Exercise prompt ▸ Swap "Drop a marker" for "Place a point" in every one of the lines below and give them back with nothing else changed. Leave the pictures out.

Data for the task ▸
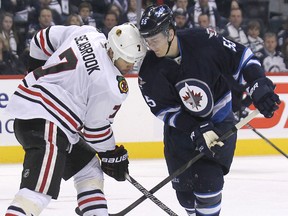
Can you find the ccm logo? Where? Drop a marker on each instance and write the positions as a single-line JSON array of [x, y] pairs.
[[262, 122], [115, 160]]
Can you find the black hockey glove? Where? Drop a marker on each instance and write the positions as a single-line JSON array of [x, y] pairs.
[[205, 138], [243, 112], [115, 163], [264, 97]]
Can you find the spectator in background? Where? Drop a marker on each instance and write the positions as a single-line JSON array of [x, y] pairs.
[[8, 34], [271, 59], [4, 65], [203, 21], [55, 8], [183, 4], [85, 11], [282, 34], [117, 9], [9, 64], [256, 43], [205, 7], [233, 30], [180, 19], [122, 5], [73, 19], [110, 20], [285, 52]]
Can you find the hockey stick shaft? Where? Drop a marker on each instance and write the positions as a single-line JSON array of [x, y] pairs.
[[149, 195], [267, 140], [187, 165]]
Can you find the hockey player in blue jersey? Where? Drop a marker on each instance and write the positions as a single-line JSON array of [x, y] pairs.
[[186, 80]]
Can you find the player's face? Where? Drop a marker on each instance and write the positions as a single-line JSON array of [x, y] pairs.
[[123, 66], [158, 43]]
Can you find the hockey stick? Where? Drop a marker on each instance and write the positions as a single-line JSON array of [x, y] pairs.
[[267, 140], [236, 127], [149, 195], [146, 193]]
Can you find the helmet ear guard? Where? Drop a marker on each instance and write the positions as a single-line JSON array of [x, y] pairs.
[[126, 43]]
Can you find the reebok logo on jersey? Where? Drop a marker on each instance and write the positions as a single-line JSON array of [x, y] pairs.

Response for this exercise ▸
Can you find the ccm logo? Where? Place a point on each instance and write the positions as a single-line JSON array of [x, y] pairs.
[[262, 122], [115, 160]]
Can you find the black hockey glove? Where? Place a point on each instance and write the positions as a single-line JSON array of [x, y] pairs.
[[205, 138], [243, 112], [115, 163], [264, 97]]
Can you find the spectator in background? Where? Place a point on each instance and write the positions as a single-line JSON array of [x, y] pairs.
[[8, 34], [271, 59], [4, 65], [203, 21], [55, 8], [183, 4], [85, 11], [282, 34], [117, 9], [9, 64], [256, 43], [205, 7], [233, 30], [180, 19], [122, 5], [73, 19], [110, 20], [285, 52]]
Can you find the hockey stick shaft? Where? Place a point on each instance and write the positions as a single-line JSON array of [x, y] pairs.
[[149, 195], [267, 140], [187, 165]]
Can you find the hockey player in blue jersey? Where? Place a point on each instance and write the positions as a single-line JSON array of [x, y] pairs.
[[186, 80]]
Can you find the player's face? Where? Place a point on each instance and write the positions as a single-line JSON array of [x, y] pairs.
[[123, 66], [158, 43]]
Can you find the hockey stick? Where? Place a point on each instance and write the positions as a single-line JSON array of [x, y] pairs.
[[267, 140], [236, 127], [149, 195], [146, 193]]
Can you find the helmet ear guard? Where? Place a point on each instance and write the positions as a single-line JSON array of [x, y] pairs.
[[126, 43]]
Can you find the reebok logo on jersey? Where? Place a point on each instance and write the positions as a single-line JSON array of [x, y] pairs.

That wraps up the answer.